• **TASK TO CARRY OUT**
Reproduce the data without alteration, starting at the line containing "[locate] the car windshield" and ending at the line containing "x=186, y=213", both lines included.

• **DATASET**
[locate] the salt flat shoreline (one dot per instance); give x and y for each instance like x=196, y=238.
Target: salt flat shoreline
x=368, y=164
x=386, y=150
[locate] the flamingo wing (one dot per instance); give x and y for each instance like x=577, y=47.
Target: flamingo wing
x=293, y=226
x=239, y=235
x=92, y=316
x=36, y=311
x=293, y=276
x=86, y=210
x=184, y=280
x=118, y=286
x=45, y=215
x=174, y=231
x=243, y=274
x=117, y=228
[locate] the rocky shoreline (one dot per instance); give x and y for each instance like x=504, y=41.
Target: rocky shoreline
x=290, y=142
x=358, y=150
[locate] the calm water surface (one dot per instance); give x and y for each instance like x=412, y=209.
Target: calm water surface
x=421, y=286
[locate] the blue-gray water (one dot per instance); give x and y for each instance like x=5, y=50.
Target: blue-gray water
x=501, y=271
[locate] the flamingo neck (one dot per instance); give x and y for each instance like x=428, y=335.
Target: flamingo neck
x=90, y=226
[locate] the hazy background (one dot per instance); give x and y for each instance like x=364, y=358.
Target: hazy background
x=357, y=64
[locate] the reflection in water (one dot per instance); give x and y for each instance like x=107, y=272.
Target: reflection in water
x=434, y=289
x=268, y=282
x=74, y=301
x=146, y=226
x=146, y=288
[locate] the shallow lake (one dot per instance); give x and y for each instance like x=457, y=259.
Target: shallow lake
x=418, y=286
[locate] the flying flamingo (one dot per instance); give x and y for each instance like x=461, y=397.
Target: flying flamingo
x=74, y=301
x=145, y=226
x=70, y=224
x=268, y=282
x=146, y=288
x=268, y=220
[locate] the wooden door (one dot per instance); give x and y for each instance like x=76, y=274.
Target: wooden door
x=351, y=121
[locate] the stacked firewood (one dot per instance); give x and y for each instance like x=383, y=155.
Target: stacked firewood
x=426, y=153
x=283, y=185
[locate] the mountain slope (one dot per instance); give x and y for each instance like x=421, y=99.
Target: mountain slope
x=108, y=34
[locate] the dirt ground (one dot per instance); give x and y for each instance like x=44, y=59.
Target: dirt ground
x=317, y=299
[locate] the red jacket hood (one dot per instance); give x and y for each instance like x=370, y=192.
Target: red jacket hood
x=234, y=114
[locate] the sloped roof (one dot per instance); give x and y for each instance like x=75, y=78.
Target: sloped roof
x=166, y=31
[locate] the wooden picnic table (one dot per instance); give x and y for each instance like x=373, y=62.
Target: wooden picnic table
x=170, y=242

...

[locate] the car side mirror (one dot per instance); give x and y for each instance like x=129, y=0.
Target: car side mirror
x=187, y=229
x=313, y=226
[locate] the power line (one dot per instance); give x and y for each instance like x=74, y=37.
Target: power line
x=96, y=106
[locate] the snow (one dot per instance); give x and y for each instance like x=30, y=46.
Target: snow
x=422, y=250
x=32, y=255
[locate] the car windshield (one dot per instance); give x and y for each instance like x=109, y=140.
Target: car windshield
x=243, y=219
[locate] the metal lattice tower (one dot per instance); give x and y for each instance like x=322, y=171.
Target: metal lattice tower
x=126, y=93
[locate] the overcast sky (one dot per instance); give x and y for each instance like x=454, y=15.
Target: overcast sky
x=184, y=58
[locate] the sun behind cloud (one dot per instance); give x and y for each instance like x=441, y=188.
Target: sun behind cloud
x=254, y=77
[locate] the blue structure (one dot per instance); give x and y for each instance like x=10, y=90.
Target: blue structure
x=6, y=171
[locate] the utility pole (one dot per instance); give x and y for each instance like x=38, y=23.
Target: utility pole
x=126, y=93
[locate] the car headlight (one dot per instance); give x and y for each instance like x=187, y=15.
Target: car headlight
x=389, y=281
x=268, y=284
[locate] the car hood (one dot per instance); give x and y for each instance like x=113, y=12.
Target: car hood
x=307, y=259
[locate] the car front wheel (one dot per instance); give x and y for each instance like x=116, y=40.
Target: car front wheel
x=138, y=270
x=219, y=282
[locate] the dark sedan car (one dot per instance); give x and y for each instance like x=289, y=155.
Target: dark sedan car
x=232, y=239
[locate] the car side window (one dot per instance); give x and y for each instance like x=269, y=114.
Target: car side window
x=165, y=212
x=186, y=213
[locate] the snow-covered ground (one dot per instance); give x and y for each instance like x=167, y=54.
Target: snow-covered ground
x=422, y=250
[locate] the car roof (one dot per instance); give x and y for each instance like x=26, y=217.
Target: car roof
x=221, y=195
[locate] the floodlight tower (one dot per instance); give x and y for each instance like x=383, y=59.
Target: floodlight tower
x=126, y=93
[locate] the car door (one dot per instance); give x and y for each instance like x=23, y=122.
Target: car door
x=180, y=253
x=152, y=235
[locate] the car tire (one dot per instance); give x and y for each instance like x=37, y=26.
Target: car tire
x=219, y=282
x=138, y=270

• **TASK SOLUTION**
[locate] the car windshield (one dot per instance); give x and y for each instance like x=109, y=140.
Target: car windshield
x=243, y=219
[locate] the metal lattice tower (one dot per instance); give x and y for each instance like x=322, y=171.
Target: metal lattice tower
x=126, y=93
[locate] the overcast sky (one dot per instance); give x and y for each instance like x=454, y=15.
Target: overcast sky
x=184, y=58
[locate] the sun behind cloud (one dot per instance); give x and y for each instance like x=441, y=188.
Target: sun behind cloud
x=254, y=77
[locate] the blue structure (one dot per instance); give x and y for each instance like x=10, y=90.
Target: blue structure
x=6, y=171
[locate] the utility pole (one dot per instance); give x and y for each instance like x=38, y=23.
Target: utility pole
x=126, y=93
[locate] the car headlight (one dot per instance); give x and y for each instance like x=187, y=15.
Target: car headlight
x=389, y=281
x=268, y=284
[locate] the car hood (one dot per instance); give x and y for each instance like x=113, y=12.
Target: car hood
x=307, y=259
[locate] the car front wheel (one dot per instance); give x and y for each instance like x=116, y=40.
Target: car front wheel
x=138, y=270
x=219, y=282
[locate] the dark sedan car (one dot per instance); give x and y for each instance like x=289, y=155.
Target: dark sedan car
x=232, y=239
[locate] the car side window (one dot per instance); give x and y for each instance like x=269, y=114.
Target: car side window
x=165, y=212
x=186, y=213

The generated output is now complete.